- _WHAT YOU NEED TO DO_:
Retype every line of the listing below, from the line containing "Tag each instance of the sky" down to the line containing "x=212, y=303", with both of those lines included.

## begin RECORDS

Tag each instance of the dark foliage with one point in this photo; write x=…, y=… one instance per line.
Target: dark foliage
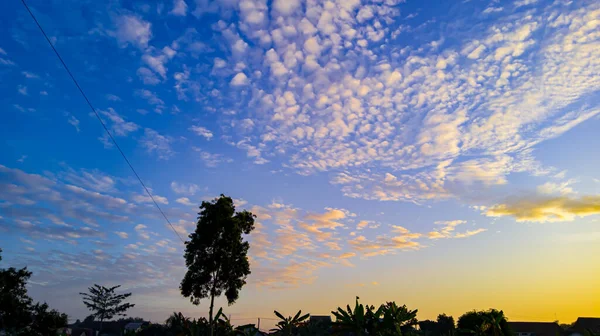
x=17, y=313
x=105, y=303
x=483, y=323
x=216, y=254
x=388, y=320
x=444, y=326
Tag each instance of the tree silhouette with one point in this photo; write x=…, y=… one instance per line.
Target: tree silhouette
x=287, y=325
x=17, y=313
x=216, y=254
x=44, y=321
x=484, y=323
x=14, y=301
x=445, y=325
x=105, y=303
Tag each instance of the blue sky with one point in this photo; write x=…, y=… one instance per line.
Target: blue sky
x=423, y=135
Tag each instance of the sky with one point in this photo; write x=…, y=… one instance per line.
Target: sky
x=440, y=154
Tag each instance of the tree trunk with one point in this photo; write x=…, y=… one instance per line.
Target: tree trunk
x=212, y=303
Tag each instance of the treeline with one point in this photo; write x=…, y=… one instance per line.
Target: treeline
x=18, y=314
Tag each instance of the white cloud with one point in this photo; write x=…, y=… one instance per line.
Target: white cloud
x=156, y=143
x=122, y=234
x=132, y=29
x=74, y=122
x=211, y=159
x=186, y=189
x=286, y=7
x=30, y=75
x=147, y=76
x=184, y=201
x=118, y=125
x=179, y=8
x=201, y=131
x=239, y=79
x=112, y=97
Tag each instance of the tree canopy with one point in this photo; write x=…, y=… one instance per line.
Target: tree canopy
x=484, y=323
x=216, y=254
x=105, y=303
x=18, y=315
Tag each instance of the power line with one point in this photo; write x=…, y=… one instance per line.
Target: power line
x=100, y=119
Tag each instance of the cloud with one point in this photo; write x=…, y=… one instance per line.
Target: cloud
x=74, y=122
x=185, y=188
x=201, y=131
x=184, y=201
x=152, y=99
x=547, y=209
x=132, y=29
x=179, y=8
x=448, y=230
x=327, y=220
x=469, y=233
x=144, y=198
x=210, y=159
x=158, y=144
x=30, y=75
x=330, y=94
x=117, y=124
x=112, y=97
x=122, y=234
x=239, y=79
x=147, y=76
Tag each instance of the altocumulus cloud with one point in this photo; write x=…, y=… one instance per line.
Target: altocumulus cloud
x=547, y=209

## end RECORDS
## begin RECORDS

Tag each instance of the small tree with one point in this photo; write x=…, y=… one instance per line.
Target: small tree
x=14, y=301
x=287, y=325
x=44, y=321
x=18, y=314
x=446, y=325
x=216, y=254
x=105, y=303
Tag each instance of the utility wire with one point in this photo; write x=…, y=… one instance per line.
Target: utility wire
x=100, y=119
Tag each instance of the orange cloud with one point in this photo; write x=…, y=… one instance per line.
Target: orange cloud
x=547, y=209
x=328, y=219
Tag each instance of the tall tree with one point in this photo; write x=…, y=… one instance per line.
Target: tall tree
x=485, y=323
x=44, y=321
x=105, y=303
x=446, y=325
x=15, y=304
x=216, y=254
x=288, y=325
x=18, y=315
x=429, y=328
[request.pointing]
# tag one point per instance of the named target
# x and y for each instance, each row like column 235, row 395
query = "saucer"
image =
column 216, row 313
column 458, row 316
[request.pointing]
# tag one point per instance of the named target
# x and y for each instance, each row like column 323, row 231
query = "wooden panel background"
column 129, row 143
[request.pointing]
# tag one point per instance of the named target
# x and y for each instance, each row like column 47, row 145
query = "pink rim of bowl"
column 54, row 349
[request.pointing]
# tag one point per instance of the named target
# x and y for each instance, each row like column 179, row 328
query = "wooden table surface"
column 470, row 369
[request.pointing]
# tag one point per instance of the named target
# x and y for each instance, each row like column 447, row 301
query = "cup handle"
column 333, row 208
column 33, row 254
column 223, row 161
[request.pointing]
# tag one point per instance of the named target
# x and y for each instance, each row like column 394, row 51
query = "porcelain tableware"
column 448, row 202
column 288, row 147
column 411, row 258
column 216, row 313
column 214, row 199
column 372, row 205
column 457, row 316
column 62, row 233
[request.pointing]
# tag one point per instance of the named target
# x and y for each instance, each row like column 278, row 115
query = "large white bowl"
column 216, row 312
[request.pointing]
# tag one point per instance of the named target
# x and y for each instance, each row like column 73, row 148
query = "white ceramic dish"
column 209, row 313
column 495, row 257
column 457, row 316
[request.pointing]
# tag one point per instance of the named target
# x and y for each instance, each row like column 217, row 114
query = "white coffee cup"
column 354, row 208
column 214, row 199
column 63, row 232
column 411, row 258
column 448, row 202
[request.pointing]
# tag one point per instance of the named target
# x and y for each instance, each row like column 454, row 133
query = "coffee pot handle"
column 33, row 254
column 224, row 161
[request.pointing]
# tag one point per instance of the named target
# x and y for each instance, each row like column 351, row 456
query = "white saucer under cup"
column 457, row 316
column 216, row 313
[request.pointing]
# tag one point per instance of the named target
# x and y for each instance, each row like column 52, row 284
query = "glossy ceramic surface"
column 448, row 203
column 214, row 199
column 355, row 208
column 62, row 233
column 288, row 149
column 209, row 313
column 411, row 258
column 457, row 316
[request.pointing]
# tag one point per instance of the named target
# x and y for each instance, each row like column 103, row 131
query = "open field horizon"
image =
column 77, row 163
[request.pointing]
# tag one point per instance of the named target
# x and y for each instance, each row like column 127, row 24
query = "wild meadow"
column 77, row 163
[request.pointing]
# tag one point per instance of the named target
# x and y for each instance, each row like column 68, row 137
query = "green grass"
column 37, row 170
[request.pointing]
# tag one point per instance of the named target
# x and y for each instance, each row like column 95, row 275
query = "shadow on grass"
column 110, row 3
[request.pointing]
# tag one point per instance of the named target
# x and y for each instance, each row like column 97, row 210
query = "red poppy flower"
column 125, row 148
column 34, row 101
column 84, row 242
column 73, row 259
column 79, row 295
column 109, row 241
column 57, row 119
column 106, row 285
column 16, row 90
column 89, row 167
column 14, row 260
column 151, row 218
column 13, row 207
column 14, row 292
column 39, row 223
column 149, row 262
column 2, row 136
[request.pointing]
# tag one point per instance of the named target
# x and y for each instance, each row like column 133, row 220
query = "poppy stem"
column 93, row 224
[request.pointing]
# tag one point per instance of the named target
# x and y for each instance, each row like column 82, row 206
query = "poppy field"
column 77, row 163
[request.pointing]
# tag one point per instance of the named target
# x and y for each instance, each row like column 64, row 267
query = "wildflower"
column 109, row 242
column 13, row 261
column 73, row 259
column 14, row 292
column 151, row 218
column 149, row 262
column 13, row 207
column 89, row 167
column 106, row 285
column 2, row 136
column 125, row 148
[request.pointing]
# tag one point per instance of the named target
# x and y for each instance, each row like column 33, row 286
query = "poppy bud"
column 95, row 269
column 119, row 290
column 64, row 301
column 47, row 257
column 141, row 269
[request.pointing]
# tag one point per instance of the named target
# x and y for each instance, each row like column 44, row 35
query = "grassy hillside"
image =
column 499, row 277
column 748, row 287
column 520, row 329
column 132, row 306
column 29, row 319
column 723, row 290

## end RECORDS

- _FINISHED ANSWER_:
Tag each instance of the sky with one point in this photo; write x=…, y=… one instance per line.
Target: sky
x=440, y=154
Tag each instance of the tree trunk with one point in this photo; write x=…, y=… one instance per line.
Target: tree trunk
x=212, y=303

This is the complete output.